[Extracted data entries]
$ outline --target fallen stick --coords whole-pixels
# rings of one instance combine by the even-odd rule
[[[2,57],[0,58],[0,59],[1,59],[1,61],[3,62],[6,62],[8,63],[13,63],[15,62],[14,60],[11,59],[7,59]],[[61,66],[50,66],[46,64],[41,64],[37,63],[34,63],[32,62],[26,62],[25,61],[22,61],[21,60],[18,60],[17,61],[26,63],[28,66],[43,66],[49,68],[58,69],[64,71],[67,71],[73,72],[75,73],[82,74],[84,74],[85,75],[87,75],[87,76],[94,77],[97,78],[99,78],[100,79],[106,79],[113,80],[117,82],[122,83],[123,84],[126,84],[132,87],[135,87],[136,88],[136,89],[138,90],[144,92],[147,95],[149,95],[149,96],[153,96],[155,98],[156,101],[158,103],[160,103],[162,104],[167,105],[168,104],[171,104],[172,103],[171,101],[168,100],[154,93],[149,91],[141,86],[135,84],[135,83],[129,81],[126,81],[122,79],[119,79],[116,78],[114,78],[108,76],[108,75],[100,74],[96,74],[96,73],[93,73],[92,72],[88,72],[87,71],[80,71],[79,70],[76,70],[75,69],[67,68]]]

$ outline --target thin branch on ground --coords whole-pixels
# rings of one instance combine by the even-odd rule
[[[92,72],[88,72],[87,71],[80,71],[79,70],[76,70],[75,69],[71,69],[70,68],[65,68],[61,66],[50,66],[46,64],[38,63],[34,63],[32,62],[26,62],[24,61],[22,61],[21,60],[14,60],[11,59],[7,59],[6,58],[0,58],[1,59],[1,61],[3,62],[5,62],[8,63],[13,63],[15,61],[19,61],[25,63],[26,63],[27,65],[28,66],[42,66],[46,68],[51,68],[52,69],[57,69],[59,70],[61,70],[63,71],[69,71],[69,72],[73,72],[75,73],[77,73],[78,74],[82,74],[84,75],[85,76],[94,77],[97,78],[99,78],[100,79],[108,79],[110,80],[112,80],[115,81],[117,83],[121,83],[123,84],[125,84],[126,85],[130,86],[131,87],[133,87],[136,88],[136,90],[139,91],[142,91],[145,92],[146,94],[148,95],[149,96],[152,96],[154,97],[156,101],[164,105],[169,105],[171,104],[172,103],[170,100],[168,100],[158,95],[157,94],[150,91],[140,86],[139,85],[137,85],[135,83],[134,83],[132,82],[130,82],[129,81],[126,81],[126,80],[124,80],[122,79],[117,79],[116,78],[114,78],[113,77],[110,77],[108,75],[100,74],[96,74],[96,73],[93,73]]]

The problem:
Copy every line verbatim.

Finished exercise:
$ outline --target fallen stick --coords whole-pixels
# rings of one instance combine by the even-odd rule
[[[2,57],[0,58],[0,59],[1,59],[1,61],[3,62],[6,62],[8,63],[13,63],[15,62],[14,60],[11,59],[7,59]],[[61,66],[50,66],[46,64],[41,64],[37,63],[34,63],[32,62],[26,62],[25,61],[22,61],[21,60],[18,60],[17,61],[26,63],[28,66],[43,66],[49,68],[58,69],[64,71],[67,71],[73,72],[75,73],[82,74],[84,74],[85,75],[87,75],[87,76],[94,77],[97,78],[99,78],[100,79],[106,79],[113,80],[117,82],[122,83],[123,84],[126,84],[132,87],[135,87],[136,88],[136,89],[138,90],[144,92],[147,95],[149,95],[149,96],[153,96],[155,98],[156,101],[158,103],[160,103],[162,104],[167,105],[168,104],[171,104],[172,103],[171,101],[168,100],[154,93],[149,91],[141,86],[135,84],[135,83],[129,81],[126,81],[122,79],[119,79],[116,78],[114,78],[108,76],[108,75],[100,74],[96,74],[96,73],[93,73],[92,72],[88,72],[87,71],[80,71],[79,70],[76,70],[75,69],[67,68]]]

$ outline --target thin branch on ground --coords whole-pixels
# rings of one instance combine by the even-odd rule
[[[92,72],[88,72],[87,71],[80,71],[79,70],[76,70],[75,69],[71,69],[70,68],[65,68],[61,66],[50,66],[46,64],[38,63],[34,63],[32,62],[26,62],[24,61],[22,61],[21,60],[14,60],[11,59],[7,59],[6,58],[0,58],[1,59],[1,61],[3,62],[5,62],[8,63],[13,63],[15,61],[19,61],[25,63],[26,63],[27,65],[28,66],[42,66],[46,68],[51,68],[52,69],[57,69],[59,70],[61,70],[63,71],[69,71],[69,72],[73,72],[75,73],[77,73],[78,74],[82,74],[84,75],[85,76],[94,77],[97,78],[99,78],[100,79],[108,79],[110,80],[112,80],[115,81],[117,83],[121,83],[123,84],[125,84],[126,85],[130,86],[131,87],[133,87],[136,88],[136,90],[139,91],[142,91],[145,92],[146,94],[148,95],[149,96],[152,96],[154,97],[156,101],[164,105],[169,105],[171,104],[172,103],[170,100],[168,100],[158,95],[157,94],[150,91],[140,86],[139,85],[137,85],[135,83],[134,83],[132,82],[130,82],[129,81],[126,81],[126,80],[124,80],[122,79],[117,79],[116,78],[114,78],[113,77],[110,77],[108,75],[100,74],[96,74],[96,73],[93,73]]]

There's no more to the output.